In the film Air, Matt Damon - playing Nike’s basketball guru Sonny Vaccaro - decides he wants to sign Michael Jordan at all costs. Ben Affleck - playing Nike CEO Phil Knight - isn’t sure. Hijinks ensue, every rule in the book is broken, and they get the deal over the line. If this were an ordinary film, Phil Knight would be the villain.
But he’s not. Why? It’s what he says after Vaccaro pitches Knight the name “Air Jordan” that gives us a clue: “I don’t know, maybe it’ll grow on me.”
That line is actually taken from another event in Nike history: when Carolyn Johnson designs the Swoosh. He’s similarly non-impressed, calling the options at first “morbidly obese squiggles,” and only then offering qualified approval to the final designs.
It was the same story with the word Nike. In 1971, after the company had decided to be more than a mere distributor of Japanese designed trainers, they needed a name. Phil wanted “Dimension Six.”
Just a few hours before they needed to file the patent, Jeff Johnson, Nike’s first hire, had a dream in which he’d seen the word Nike. He called it in. Debate ensued. Phil lost. Again.
“I don’t like any of them, but I guess that’s the best of the bunch.”

### Task directions
Reproduce everything in the passage on Phil Knight and Nike's early decisions from "In the film" down to "be the villain.", with no changes.

### Raw records
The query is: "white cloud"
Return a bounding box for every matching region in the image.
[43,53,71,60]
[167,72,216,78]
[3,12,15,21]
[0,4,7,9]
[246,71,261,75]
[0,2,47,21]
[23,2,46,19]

### Problem solution
In the film Air, Matt Damon - playing Nike’s basketball guru Sonny Vaccaro - decides he wants to sign Michael Jordan at all costs. Ben Affleck - playing Nike CEO Phil Knight - isn’t sure. Hijinks ensue, every rule in the book is broken, and they get the deal over the line. If this were an ordinary film, Phil Knight would be the villain.